## [WHAT IS BEING ASKED]
Copy every one of the items below word for word, leaving out the pictures.

....

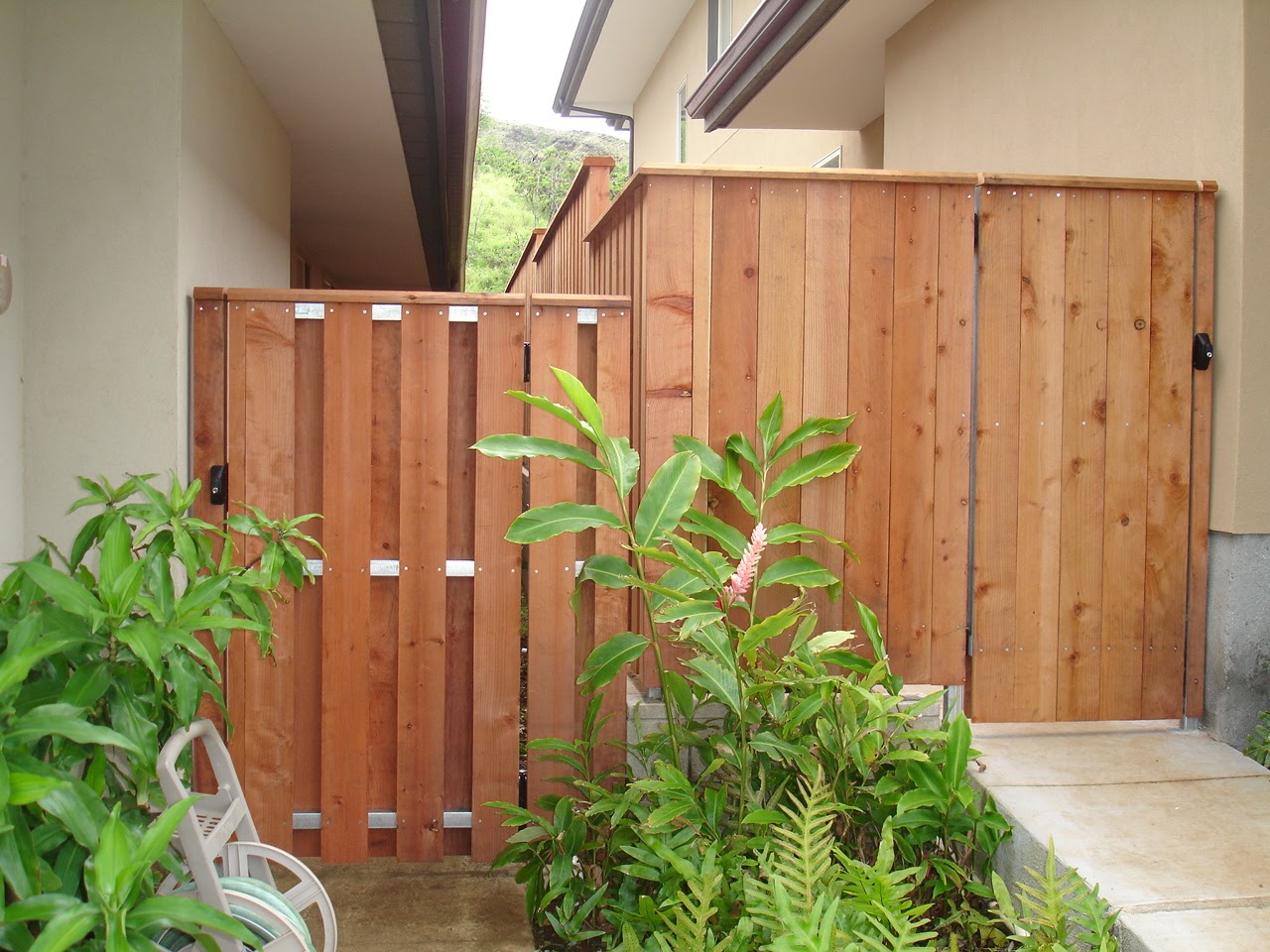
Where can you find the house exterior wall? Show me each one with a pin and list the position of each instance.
(10, 245)
(1137, 87)
(685, 59)
(127, 195)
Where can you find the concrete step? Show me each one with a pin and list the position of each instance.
(1173, 825)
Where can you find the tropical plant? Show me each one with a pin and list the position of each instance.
(693, 849)
(1259, 740)
(100, 660)
(1056, 912)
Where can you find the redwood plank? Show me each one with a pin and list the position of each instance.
(996, 500)
(347, 597)
(912, 430)
(553, 665)
(781, 287)
(869, 377)
(497, 589)
(953, 375)
(308, 603)
(1084, 395)
(1040, 452)
(1173, 270)
(425, 407)
(825, 385)
(1202, 460)
(1124, 525)
(385, 424)
(460, 619)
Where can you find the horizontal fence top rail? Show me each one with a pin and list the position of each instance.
(653, 171)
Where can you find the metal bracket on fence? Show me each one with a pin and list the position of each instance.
(384, 820)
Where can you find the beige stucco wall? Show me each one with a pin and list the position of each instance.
(10, 245)
(1137, 87)
(234, 212)
(128, 199)
(656, 118)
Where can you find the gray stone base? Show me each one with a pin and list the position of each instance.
(1237, 676)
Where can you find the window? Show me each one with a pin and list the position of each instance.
(720, 30)
(681, 131)
(833, 160)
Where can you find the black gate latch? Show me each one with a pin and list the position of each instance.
(1202, 352)
(218, 484)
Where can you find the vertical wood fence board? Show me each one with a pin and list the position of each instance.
(497, 592)
(345, 579)
(781, 287)
(1040, 452)
(997, 454)
(869, 379)
(825, 385)
(422, 683)
(268, 483)
(1124, 534)
(553, 665)
(734, 321)
(1202, 460)
(702, 238)
(952, 409)
(912, 430)
(208, 448)
(1169, 466)
(385, 543)
(612, 607)
(668, 312)
(308, 603)
(1084, 393)
(235, 655)
(460, 604)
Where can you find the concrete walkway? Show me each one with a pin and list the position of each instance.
(449, 906)
(1173, 825)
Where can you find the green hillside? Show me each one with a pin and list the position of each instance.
(522, 175)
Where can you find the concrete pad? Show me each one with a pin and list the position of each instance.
(1148, 843)
(390, 906)
(1237, 929)
(1049, 756)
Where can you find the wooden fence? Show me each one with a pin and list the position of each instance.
(390, 712)
(1033, 489)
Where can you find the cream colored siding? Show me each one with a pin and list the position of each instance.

....

## [COMPLETE ANSWER]
Where can you find the house exterior wall? Show me each one with a pin and list the position of each instance.
(10, 245)
(1137, 87)
(685, 59)
(127, 195)
Where can you find the concrete step? Show me each one with a pin and list the position of each instance.
(1173, 825)
Where can you find the tropical plant? Show me each one with a pin and list the position of each instance.
(693, 849)
(1259, 740)
(100, 660)
(1056, 912)
Where can you find the redwood plank? Show me each one with a pin and list the position of each instance.
(996, 500)
(347, 597)
(912, 430)
(553, 665)
(781, 287)
(869, 377)
(497, 589)
(953, 375)
(308, 603)
(1084, 395)
(1040, 452)
(1173, 270)
(425, 407)
(825, 385)
(1202, 460)
(1124, 525)
(385, 424)
(460, 619)
Where can you find the horizontal fence top rail? Show me each one with a pin and list the position of each instance.
(653, 171)
Where can you find the metal bracket on fence? Show me each one with a pin and list the position of each instance.
(384, 820)
Where can you find the beige stucco wall? Show me each one with a pin and list the position of each instance.
(10, 245)
(1137, 87)
(234, 212)
(128, 199)
(656, 118)
Where can you find the gray stone base? Show me each one with a pin and list the position of each instance.
(1237, 676)
Where can you find the window? Show me each one with a pin and list the position of each instance.
(720, 30)
(681, 131)
(833, 160)
Where can you find the black gate latch? Show me each one with a pin and list the position of each instance.
(1202, 352)
(218, 484)
Where can you find the vertical wood fence board? Show me each one with a pin and list the position of each instance.
(497, 592)
(345, 579)
(781, 287)
(1040, 452)
(997, 454)
(869, 379)
(825, 385)
(422, 683)
(268, 483)
(1124, 534)
(553, 665)
(734, 321)
(1202, 460)
(702, 238)
(952, 409)
(912, 430)
(208, 448)
(1169, 466)
(385, 543)
(612, 607)
(668, 312)
(308, 603)
(1084, 393)
(235, 655)
(460, 604)
Where can you find the concrete walkway? Show me each one with a pin and list the position of each instance.
(449, 906)
(1173, 825)
Where can you find the green hillside? Show me each one with a pin and list the position of each instance.
(522, 175)
Where can you find the concrete pad? Show me each one with a pin and list the position of each instance.
(1148, 843)
(390, 906)
(1237, 929)
(1049, 756)
Where can you find the wooden fence? Show me each one with a pin and list the position of each instance.
(390, 712)
(1033, 489)
Where can you find the cream colored siding? Show me each one with a pin and list the position of each instance.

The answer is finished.